*** Text under study ***

Modified: llvm/trunk/lib/Transforms/Vectorize/LoopVectorize.cpp
URL: http://llvm.org/viewvc/llvm-project/llvm/trunk/lib/Transforms/Vectorize/LoopVectorize.cpp?rev=318645&r1=318644&r2=318645&view=diff
==============================================================================
--- llvm/trunk/lib/Transforms/Vectorize/LoopVectorize.cpp (original)
+++ llvm/trunk/lib/Transforms/Vectorize/LoopVectorize.cpp Mon Nov 20 04:01:47 2017
@@ -48,6 +48,7 @@
 
 #include "llvm/Transforms/Vectorize/LoopVectorize.h"
 #include "VPlan.h"
+#include "VPlanBuilder.h"
 #include "llvm/ADT/APInt.h"
 #include "llvm/ADT/ArrayRef.h"
 #include "llvm/ADT/DenseMap.h"
@@ -450,15 +451,6 @@ public:
   /// new unrolled loop, where UF is the unroll factor.
   using VectorParts = SmallVector<Value *, 2>;
 
-  /// A helper function that computes the predicate of the block BB, assuming
-  /// that the header block of the loop is set to True. It returns the *entry*
-  /// mask for the block BB.
-  VectorParts createBlockInMask(BasicBlock *BB);
-
-  /// A helper function that computes the predicate of the edge between SRC
-  /// and DST.
-  VectorParts createEdgeMask(BasicBlock *Src, BasicBlock *Dst);
-
   /// Vectorize a single PHINode in a block. This method handles the induction
   /// variable canonicalization. It supports both VF = 1 for unrolled loops and
   /// arbitrary length vectors.
@@ -511,8 +503,10 @@ public:
   /// Try to vectorize the interleaved access group that \p Instr belongs to.
   void vectorizeInterleaveGroup(Instruction *Instr);
 
-  /// Vectorize Load and Store instructions,
-  virtual void vectorizeMemoryInstruction(Instruction *Instr);
+  /// Vectorize Load and Store instructions, optionally masking the vector
+  /// operations if \p BlockInMask is non-null.
+  void vectorizeMemoryInstruction(Instruction *Instr,
+                                  VectorParts *BlockInMask = nullptr);
 
   /// \brief Set the debug location in the builder using the debug location in
   /// the instruction.
@@ -530,12 +524,6 @@ protected:
   /// vectorization factor.
   using ScalarParts = SmallVector<SmallVector<Value *, 4>, 2>;
 
-  // When we if-convert we need to create edge masks. We have to cache values
-  // so that we don't end up with exponential recursion/IR.
-  using EdgeMaskCacheTy =
-      DenseMap<std::pair<BasicBlock *, BasicBlock *>, VectorParts>;
-  using BlockMaskCacheTy = DenseMap<BasicBlock *, VectorParts>;
-
   /// Set up the values of the IVs correctly when exiting the vector loop.

*** End of Text under study ***

* _Actions to take_
[1] In the LoopVectorize.cpp diff, take the stretch from "using ScalarParts = SmallVector<SmallVector<Value" through "the vector loop.", swap "exponential" for "unbounded", and write it out again.
[2] According to the LoopVectorize.cpp diff, why do values have to be cached when creating edge masks during if-conversion? Answer in one to three sentences.
[3] Which header file does the LoopVectorize.cpp diff add as a new include?

*** Excerpted records ***

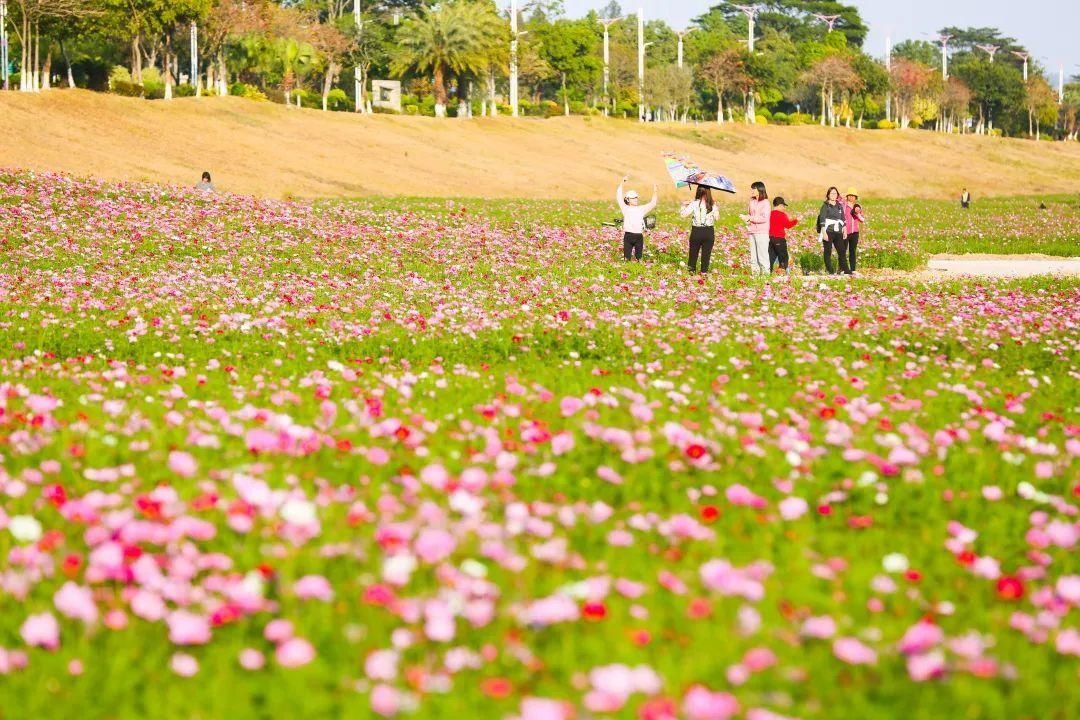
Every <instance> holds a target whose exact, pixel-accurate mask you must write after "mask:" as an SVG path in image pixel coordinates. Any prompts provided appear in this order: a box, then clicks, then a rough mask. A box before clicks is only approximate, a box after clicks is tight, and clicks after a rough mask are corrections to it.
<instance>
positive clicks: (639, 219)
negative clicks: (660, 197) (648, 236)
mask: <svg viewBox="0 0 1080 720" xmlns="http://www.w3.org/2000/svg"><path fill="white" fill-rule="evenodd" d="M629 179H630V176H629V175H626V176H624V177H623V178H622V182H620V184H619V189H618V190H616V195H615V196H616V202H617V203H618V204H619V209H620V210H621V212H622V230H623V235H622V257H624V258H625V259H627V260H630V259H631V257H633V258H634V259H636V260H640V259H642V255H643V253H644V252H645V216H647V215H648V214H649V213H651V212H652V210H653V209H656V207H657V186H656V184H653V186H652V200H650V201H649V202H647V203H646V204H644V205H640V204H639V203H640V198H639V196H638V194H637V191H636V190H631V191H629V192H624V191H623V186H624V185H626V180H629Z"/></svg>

*** End of Excerpted records ***

* _Problem solutions_
[1]
using ScalarParts = SmallVector<SmallVector<Value *, 4>, 2>;
 
-  // When we if-convert we need to create edge masks. We have to cache values
-  // so that we don't end up with unbounded recursion/IR.
-  using EdgeMaskCacheTy =
-      DenseMap<std::pair<BasicBlock *, BasicBlock *>, VectorParts>;
-  using BlockMaskCacheTy = DenseMap<BasicBlock *, VectorParts>;
-
   /// Set up the values of the IVs correctly when exiting the vector loop.

[2] Values have to be cached so that the code does not end up with exponential recursion or exponential IR.

[3] VPlanBuilder.h